EXERCISE PROMPT: Reproduce exactly the line containing "Query: long sleeve" and every line after it, through the last line of the records below; add nothing.

DATA TO PROCESS:
--

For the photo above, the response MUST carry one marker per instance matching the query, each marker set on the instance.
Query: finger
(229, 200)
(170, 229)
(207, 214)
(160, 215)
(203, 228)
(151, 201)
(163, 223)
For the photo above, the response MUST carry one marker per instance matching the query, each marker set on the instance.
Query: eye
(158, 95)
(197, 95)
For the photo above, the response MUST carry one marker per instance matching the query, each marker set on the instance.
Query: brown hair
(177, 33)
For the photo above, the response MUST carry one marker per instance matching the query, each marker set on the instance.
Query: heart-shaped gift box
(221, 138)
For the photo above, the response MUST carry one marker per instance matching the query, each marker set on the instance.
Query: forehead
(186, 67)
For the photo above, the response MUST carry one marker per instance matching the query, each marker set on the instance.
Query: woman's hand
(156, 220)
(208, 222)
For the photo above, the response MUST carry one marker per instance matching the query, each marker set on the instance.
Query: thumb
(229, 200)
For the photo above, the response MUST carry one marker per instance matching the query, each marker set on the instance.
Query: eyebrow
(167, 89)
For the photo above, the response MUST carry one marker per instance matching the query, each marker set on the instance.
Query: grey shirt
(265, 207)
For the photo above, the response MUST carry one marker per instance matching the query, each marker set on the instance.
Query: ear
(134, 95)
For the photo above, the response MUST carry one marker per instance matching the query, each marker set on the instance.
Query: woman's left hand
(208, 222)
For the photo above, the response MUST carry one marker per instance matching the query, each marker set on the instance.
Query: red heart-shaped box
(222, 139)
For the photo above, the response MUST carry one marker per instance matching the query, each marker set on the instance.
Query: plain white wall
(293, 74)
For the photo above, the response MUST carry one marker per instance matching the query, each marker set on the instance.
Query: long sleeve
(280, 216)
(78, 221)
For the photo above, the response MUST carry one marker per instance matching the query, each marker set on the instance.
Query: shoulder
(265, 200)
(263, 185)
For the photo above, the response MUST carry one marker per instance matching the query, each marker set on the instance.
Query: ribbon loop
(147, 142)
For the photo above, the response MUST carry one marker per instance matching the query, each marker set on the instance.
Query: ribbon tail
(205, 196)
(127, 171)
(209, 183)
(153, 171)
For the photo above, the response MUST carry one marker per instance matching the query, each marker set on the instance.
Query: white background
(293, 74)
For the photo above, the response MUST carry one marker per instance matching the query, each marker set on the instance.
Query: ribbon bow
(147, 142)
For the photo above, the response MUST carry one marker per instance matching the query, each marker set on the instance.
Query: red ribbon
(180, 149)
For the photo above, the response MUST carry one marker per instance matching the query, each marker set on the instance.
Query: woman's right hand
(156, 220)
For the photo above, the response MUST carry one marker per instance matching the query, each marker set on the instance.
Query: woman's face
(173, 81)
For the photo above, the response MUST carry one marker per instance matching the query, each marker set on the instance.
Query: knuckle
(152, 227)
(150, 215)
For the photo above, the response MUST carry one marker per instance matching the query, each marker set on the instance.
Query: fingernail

--

ANSWER BOX:
Query: long sleeve
(280, 216)
(78, 221)
For the photo above, the response MUST carry one marker per instance matching the query, each marker set on the instance.
Query: shoulder
(265, 200)
(263, 185)
For the photo above, the response MUST carry one marker per instance matching the query, each marker set on the instance.
Query: ribbon loop
(147, 142)
For the photo above, the response MUST carry one marker per instance matching the query, each marker set on the instance.
Query: ribbon tail
(205, 196)
(127, 171)
(209, 183)
(153, 171)
For the photo above, the response MUST carry one marker per instance matching the query, each marker set on the instance.
Query: white background
(293, 74)
For the photo above, the response MUST carry one marker per instance matching the query, each marker set on the instance.
Query: ribbon bow
(147, 142)
For the photo above, the response MUST carry one marker per instance matching the query, each marker set on the instance.
Query: red ribbon
(180, 149)
For the photo above, the response MUST carry one marker per instance matching the query, each marker set on the instance.
Query: woman's right hand
(156, 220)
For the photo above, the response MUST carry one marker per instance matching the query, each marker set on the instance.
Query: woman's face
(173, 81)
For the photo above, the response MUST carry one marker per instance matching the query, each marker set on the instance.
Query: knuckle
(152, 227)
(150, 215)
For the photo above, the response MUST carry one marker per instance matching the query, each marker set on the instance.
Query: fingernail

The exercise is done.